--- START ---
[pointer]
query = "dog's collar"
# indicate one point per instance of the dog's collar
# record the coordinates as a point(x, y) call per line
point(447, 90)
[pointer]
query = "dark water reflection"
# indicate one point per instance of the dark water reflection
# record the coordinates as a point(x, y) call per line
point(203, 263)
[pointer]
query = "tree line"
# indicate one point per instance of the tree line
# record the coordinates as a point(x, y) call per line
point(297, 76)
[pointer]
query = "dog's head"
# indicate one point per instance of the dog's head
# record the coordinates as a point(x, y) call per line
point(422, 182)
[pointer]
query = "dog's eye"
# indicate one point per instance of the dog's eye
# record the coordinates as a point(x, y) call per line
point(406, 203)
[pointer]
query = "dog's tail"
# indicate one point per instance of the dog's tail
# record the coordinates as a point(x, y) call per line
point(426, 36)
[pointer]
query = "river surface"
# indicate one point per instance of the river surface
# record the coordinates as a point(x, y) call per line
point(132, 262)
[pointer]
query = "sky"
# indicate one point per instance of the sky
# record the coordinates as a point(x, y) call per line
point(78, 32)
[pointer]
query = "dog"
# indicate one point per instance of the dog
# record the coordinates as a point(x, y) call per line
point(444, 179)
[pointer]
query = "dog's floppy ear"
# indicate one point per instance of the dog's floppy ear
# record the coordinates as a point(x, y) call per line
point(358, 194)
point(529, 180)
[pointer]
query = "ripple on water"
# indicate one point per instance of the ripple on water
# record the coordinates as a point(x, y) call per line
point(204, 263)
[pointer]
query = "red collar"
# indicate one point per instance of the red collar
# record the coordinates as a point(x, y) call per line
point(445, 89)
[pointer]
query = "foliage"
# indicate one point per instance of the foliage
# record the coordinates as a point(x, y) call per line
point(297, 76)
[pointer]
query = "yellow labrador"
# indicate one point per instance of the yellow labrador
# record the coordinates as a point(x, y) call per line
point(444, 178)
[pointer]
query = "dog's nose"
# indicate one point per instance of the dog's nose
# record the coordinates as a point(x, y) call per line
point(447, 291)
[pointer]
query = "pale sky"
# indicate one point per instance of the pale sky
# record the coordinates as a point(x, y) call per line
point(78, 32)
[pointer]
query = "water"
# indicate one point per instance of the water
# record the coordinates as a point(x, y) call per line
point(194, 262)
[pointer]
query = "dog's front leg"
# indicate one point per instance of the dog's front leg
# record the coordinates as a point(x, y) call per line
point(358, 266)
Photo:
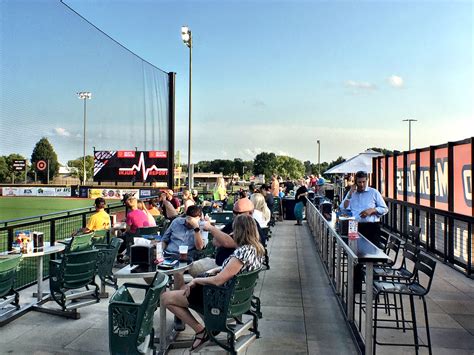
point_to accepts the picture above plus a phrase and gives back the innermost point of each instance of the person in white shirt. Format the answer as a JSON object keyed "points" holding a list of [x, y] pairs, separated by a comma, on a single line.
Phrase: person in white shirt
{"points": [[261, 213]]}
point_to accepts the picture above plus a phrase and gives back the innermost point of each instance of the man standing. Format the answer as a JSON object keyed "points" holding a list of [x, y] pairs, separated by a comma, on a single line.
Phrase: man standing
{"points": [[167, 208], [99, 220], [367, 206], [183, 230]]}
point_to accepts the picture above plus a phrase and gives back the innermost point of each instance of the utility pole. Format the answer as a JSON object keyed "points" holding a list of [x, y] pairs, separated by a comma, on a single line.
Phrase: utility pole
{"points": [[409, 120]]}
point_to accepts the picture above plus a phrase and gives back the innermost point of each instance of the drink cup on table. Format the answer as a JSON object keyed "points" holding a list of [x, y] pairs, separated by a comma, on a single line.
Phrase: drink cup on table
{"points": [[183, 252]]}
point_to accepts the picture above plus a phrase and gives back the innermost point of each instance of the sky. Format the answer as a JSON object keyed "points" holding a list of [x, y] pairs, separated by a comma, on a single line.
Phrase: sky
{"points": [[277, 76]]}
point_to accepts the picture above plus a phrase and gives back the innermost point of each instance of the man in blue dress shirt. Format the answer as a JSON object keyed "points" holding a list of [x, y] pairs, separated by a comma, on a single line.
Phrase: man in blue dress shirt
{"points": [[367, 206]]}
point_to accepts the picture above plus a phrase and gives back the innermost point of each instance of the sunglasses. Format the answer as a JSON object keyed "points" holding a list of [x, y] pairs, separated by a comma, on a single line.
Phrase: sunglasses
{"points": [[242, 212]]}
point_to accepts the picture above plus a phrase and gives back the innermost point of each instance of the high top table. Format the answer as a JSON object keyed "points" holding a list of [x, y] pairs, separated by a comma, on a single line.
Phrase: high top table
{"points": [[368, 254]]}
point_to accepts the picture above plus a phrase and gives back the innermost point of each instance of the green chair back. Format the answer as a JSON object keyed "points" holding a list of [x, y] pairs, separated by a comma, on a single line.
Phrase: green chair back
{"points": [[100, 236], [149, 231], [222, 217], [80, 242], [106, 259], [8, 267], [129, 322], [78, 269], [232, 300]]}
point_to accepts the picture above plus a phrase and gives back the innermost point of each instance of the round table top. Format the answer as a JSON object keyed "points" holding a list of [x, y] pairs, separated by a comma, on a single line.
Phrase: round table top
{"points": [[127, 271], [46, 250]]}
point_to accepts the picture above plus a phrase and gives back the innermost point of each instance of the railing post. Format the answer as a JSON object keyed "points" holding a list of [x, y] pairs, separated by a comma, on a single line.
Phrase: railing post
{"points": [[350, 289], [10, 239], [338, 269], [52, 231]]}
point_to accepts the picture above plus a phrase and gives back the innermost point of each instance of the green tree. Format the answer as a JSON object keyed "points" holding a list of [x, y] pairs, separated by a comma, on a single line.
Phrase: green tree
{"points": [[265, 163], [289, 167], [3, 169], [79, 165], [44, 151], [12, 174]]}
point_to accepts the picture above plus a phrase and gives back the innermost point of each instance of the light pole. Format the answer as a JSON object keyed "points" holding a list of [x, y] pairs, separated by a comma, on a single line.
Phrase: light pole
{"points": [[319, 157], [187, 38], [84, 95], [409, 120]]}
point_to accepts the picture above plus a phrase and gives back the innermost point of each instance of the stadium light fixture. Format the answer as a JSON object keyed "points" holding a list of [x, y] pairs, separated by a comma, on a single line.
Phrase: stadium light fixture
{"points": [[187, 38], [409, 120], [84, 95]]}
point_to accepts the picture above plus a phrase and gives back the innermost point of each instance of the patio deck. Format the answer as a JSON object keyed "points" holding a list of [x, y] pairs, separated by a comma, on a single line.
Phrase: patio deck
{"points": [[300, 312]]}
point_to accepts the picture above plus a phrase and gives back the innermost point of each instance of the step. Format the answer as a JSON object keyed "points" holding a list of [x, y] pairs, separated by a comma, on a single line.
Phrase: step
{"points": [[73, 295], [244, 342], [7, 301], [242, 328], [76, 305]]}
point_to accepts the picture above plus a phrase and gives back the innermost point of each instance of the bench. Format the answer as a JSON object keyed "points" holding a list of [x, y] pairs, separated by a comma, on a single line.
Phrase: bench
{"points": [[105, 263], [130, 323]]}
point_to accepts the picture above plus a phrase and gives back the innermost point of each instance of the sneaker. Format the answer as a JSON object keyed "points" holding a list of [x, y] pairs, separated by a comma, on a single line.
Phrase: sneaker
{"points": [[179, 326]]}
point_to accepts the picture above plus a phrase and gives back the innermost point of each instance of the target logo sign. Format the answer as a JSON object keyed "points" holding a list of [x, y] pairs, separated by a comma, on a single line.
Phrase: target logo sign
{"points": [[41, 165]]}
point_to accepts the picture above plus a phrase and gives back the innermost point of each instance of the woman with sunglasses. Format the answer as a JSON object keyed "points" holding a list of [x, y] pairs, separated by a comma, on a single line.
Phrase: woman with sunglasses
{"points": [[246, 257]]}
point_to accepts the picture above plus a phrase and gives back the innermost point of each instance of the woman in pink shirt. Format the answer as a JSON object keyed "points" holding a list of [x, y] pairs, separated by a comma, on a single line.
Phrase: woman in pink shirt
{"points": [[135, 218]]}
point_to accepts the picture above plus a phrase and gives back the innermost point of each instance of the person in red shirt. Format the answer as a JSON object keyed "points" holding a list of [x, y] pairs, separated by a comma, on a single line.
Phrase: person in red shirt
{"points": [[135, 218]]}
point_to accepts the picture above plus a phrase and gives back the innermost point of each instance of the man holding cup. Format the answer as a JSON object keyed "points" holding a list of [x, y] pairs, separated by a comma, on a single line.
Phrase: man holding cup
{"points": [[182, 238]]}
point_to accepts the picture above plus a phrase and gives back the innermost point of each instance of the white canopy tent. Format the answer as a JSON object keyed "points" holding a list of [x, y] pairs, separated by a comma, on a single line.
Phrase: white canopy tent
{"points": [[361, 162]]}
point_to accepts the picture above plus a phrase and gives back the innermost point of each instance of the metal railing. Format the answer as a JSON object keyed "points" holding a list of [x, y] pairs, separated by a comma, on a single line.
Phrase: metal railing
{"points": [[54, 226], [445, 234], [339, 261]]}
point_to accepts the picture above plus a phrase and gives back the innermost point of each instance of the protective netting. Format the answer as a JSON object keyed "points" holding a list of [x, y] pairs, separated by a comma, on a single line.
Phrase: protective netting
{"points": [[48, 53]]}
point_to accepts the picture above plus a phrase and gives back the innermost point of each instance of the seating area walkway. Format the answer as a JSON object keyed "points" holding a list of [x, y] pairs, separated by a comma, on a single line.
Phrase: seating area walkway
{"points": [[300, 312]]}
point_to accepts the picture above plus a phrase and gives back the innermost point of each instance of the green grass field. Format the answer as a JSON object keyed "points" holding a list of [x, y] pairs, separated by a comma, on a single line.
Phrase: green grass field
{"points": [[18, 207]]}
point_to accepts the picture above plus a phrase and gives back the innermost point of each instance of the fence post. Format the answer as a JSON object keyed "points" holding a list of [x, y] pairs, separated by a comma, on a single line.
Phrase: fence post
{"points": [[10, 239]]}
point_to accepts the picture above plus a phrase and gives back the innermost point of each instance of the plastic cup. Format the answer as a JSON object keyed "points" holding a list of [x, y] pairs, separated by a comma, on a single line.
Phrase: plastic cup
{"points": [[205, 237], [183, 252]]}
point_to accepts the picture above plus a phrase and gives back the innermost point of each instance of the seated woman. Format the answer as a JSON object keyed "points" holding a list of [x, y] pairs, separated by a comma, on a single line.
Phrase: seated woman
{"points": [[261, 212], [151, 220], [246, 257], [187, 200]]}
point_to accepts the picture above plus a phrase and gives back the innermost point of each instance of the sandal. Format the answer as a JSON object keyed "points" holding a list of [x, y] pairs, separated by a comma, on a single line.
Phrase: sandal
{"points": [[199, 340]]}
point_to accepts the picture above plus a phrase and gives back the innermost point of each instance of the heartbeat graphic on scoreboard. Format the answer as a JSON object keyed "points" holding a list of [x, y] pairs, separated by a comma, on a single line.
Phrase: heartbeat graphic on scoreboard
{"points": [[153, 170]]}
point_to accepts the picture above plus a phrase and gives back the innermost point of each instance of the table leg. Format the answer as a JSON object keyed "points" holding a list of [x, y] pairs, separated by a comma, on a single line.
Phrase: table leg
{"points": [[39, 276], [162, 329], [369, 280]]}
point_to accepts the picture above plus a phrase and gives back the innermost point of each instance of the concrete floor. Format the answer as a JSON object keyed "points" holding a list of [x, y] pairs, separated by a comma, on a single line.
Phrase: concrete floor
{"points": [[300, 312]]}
--- END ---
--- START ---
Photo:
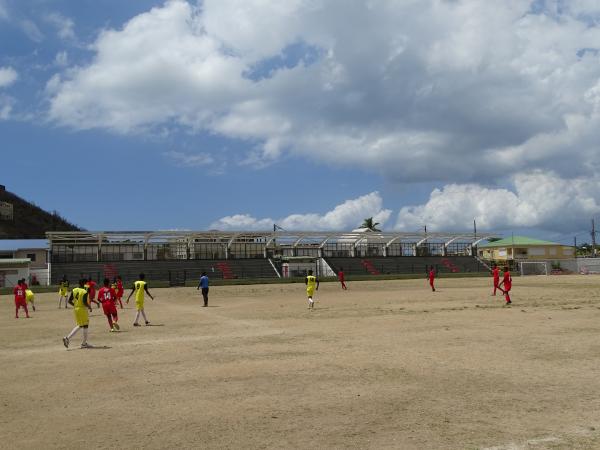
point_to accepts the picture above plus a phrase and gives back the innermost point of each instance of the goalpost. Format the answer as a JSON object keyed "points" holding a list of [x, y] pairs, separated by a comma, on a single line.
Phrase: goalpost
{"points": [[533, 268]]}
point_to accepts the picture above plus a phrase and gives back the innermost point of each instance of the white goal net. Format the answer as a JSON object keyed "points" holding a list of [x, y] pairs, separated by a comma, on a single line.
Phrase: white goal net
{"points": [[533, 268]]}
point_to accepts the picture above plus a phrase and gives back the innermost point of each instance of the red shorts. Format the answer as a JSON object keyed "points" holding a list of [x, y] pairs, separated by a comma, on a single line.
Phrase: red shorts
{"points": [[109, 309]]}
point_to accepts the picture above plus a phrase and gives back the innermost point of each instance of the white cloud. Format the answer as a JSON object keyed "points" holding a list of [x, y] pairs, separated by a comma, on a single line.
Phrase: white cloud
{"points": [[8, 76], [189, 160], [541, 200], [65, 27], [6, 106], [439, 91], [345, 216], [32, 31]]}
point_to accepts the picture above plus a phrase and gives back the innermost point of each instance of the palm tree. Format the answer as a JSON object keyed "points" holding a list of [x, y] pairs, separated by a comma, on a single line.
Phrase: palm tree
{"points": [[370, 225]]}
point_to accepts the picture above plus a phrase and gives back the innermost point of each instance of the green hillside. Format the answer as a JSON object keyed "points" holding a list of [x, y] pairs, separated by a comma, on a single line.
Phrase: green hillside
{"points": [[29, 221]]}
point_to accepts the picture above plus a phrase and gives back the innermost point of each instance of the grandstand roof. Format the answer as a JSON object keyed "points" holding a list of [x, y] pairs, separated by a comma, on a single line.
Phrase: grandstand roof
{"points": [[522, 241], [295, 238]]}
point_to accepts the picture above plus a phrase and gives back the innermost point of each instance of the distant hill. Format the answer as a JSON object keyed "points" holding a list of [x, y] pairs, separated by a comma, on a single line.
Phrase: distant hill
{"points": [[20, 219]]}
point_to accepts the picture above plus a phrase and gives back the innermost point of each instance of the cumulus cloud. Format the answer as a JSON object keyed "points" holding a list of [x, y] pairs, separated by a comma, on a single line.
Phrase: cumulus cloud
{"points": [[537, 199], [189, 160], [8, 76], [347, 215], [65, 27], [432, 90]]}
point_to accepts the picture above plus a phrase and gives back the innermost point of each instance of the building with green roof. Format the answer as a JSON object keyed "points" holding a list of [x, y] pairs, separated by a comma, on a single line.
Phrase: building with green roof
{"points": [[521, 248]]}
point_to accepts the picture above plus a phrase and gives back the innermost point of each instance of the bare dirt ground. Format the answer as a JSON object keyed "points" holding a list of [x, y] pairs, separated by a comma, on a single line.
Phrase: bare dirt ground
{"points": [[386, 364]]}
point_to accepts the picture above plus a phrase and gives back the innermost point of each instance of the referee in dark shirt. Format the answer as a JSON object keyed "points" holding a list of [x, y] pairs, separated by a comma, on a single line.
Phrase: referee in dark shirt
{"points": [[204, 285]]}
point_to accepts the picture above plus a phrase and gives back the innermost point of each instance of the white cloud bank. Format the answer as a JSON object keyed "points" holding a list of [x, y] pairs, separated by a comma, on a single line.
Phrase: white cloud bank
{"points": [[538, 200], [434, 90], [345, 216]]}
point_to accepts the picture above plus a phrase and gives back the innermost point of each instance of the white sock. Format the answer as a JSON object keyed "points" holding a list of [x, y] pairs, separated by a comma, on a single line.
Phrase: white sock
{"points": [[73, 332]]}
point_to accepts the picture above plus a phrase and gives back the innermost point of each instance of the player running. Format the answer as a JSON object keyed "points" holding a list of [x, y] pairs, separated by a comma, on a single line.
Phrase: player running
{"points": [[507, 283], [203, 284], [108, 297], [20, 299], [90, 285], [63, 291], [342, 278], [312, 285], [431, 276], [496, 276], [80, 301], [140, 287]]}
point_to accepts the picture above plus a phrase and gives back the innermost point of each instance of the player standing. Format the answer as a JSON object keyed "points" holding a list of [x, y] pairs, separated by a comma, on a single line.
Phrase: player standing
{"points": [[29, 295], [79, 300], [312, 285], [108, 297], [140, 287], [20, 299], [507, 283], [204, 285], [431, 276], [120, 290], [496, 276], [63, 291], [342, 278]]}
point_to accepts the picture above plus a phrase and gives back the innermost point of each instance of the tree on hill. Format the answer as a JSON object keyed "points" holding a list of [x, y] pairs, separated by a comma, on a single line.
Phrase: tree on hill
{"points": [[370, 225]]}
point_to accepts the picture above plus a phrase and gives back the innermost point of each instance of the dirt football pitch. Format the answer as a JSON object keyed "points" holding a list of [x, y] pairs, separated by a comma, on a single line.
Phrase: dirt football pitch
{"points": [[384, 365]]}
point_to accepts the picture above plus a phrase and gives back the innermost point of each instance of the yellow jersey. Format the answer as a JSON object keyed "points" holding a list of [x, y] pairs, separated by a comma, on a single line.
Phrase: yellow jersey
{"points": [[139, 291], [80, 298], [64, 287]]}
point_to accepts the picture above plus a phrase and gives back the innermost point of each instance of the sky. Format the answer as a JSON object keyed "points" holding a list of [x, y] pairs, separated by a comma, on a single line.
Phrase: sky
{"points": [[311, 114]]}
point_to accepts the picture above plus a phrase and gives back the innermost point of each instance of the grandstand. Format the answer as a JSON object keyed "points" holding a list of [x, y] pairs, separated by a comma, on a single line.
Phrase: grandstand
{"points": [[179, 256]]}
--- END ---
TASK INSTRUCTIONS:
Locate the lines above that hold the word "river". Show every one of them.

RESPONSE BELOW:
query = "river surface"
# indicate one point per instance of the river surface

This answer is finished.